What you should do>
Could you print exactly the lines of the listing below, starting at the line that has "positive clicks: (289, 218)" and ending at the line that has "positive clicks: (27, 239) (89, 186)", and only those lines?
------ Provided material ------
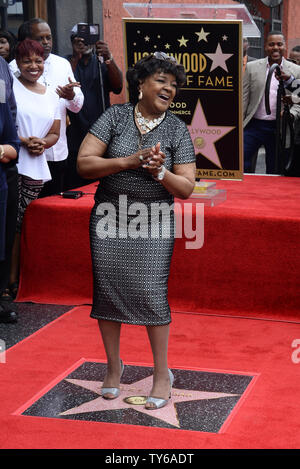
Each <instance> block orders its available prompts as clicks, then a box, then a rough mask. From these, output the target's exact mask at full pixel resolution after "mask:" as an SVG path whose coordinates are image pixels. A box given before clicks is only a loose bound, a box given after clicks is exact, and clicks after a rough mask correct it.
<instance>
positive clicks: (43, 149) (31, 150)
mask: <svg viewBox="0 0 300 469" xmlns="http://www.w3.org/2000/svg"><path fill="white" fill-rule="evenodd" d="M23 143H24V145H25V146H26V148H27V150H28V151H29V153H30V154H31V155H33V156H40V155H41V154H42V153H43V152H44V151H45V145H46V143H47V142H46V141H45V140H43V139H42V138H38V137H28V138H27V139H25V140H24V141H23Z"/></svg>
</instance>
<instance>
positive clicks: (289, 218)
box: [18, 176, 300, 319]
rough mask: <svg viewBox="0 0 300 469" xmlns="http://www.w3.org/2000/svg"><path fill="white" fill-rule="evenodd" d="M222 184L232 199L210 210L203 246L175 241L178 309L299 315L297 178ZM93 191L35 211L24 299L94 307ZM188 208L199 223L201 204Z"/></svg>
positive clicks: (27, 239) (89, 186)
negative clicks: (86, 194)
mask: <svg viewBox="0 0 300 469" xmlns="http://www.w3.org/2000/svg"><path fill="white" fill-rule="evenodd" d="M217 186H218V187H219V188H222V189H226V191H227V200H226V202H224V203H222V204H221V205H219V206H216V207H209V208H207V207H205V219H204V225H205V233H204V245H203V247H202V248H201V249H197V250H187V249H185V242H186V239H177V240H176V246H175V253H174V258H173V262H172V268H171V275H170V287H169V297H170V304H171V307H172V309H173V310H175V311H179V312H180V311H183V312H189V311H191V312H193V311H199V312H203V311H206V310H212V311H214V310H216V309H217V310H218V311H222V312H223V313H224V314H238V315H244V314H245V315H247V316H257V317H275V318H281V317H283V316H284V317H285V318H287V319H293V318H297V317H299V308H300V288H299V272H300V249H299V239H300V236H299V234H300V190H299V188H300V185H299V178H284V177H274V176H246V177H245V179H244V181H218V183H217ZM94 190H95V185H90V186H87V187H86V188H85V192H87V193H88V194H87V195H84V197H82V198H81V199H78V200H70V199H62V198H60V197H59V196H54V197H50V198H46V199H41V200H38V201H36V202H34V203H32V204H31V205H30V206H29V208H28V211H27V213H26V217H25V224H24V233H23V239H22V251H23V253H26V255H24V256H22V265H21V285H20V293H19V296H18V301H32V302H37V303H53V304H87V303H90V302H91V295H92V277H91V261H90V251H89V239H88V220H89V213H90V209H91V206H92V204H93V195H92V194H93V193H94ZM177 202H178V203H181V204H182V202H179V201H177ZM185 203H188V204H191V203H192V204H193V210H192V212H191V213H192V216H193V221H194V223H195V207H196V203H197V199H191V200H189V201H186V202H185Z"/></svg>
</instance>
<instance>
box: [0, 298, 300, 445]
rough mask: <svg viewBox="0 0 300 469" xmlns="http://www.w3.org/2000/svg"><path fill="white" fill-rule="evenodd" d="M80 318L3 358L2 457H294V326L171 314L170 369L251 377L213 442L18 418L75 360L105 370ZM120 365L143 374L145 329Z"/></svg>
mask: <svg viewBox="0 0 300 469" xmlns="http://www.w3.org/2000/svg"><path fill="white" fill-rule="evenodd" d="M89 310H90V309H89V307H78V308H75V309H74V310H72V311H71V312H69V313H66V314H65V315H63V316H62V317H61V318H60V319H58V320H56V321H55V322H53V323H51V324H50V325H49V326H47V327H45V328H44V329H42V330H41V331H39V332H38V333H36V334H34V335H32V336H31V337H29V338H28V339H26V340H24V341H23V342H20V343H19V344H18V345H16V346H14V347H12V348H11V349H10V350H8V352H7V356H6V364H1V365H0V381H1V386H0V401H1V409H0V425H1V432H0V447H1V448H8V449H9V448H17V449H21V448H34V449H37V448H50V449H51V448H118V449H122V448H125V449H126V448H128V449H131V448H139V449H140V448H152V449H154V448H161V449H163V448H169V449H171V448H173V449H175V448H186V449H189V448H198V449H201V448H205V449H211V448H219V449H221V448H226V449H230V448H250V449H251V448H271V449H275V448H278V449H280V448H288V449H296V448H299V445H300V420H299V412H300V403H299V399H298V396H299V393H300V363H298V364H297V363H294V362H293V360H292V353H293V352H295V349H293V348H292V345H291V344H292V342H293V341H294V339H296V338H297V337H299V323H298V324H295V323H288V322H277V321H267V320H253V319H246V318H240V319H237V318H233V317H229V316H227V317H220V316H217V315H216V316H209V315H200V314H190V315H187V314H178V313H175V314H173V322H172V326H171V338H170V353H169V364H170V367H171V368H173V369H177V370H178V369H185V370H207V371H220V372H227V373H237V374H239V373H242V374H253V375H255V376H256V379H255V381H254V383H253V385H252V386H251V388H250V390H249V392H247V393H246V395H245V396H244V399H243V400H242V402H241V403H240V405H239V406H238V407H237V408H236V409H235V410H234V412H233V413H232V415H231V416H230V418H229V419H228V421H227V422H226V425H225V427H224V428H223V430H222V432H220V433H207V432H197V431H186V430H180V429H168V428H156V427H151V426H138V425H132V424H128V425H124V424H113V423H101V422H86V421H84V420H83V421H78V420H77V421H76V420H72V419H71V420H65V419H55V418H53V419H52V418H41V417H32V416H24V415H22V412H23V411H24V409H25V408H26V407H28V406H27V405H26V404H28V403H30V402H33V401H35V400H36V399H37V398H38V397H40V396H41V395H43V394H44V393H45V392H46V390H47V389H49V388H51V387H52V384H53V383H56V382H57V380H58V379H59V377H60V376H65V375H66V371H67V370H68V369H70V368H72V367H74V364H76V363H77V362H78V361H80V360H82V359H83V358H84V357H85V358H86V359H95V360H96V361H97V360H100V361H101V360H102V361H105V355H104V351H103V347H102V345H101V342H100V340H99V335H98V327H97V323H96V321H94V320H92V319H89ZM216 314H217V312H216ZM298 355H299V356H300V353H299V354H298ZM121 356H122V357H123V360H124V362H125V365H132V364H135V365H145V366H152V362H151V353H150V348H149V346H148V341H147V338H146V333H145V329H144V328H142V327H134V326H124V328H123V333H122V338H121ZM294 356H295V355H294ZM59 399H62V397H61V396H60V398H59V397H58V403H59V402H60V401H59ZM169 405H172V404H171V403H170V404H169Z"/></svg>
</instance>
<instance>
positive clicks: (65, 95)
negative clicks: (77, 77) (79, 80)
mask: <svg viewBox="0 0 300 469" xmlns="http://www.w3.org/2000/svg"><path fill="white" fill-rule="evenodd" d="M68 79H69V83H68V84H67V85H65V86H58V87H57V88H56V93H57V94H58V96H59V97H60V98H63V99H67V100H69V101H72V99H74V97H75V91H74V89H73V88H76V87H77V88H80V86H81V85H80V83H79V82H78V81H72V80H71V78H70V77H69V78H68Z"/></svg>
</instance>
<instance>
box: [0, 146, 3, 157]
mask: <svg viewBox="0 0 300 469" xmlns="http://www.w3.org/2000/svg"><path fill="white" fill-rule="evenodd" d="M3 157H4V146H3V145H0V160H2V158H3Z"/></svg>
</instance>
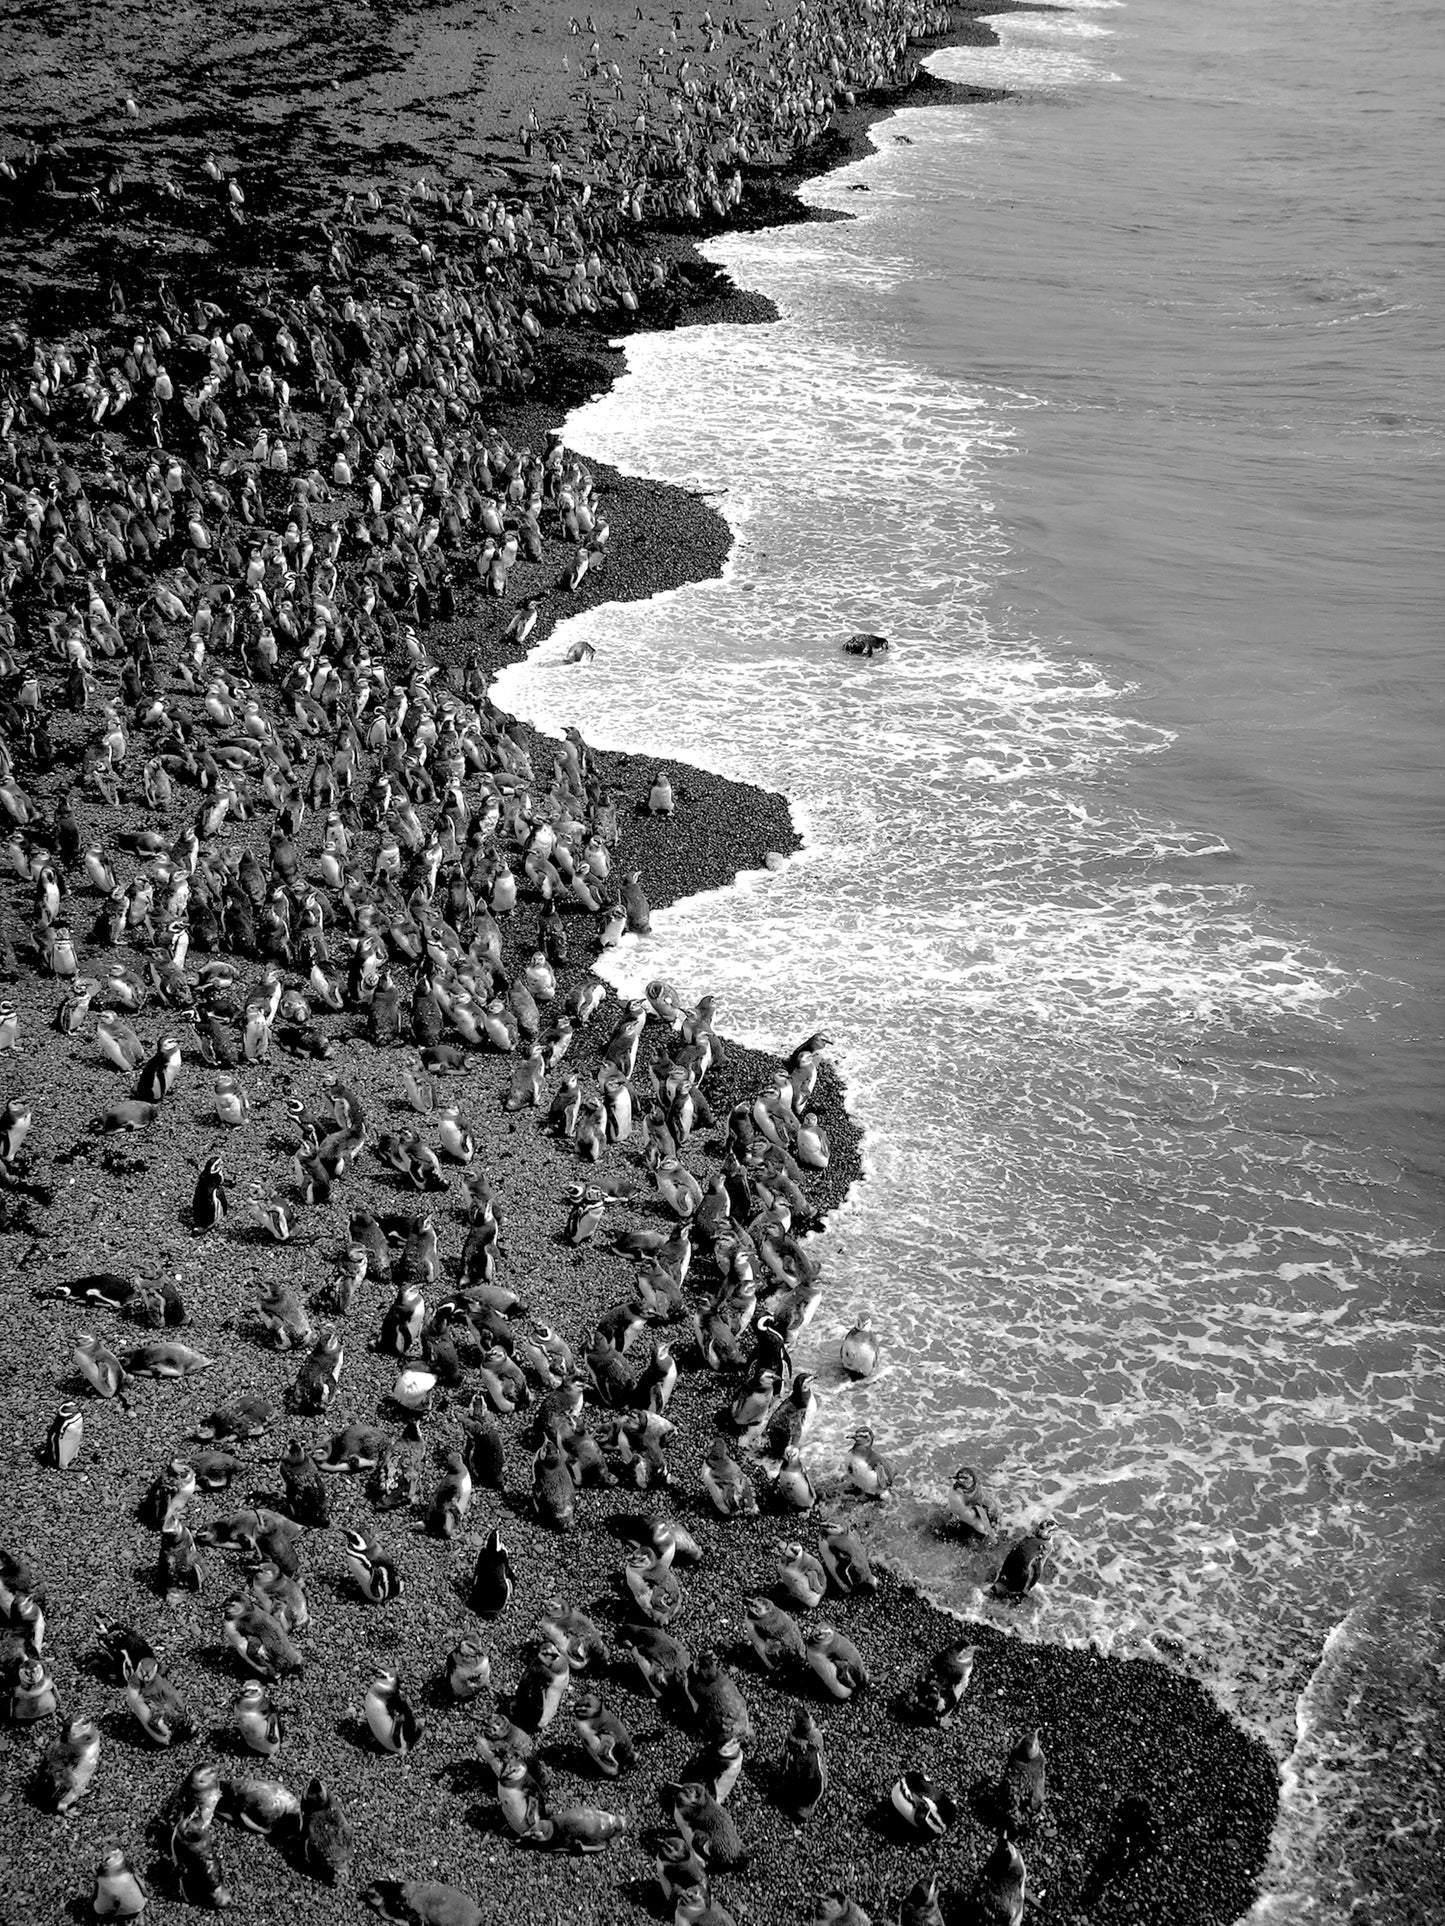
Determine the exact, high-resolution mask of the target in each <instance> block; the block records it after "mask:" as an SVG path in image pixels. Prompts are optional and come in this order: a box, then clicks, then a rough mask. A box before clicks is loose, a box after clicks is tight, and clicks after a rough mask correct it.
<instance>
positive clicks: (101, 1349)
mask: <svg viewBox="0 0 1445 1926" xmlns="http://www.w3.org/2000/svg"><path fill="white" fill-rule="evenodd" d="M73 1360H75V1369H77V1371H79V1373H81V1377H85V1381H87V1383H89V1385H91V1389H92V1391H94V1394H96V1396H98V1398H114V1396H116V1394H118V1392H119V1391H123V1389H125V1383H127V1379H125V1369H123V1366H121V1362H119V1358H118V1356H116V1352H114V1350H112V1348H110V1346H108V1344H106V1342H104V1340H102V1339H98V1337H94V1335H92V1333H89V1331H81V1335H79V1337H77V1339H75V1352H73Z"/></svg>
------
Problem solution>
positive clicks: (289, 218)
box: [18, 176, 300, 319]
rough mask: <svg viewBox="0 0 300 469" xmlns="http://www.w3.org/2000/svg"><path fill="white" fill-rule="evenodd" d="M222 184L232 199L210 210L203 246L175 241L178 309L299 315L297 178ZM93 191L35 211L24 299L94 307ZM188 208L199 223L201 204Z"/></svg>
positive clicks: (27, 239) (89, 186)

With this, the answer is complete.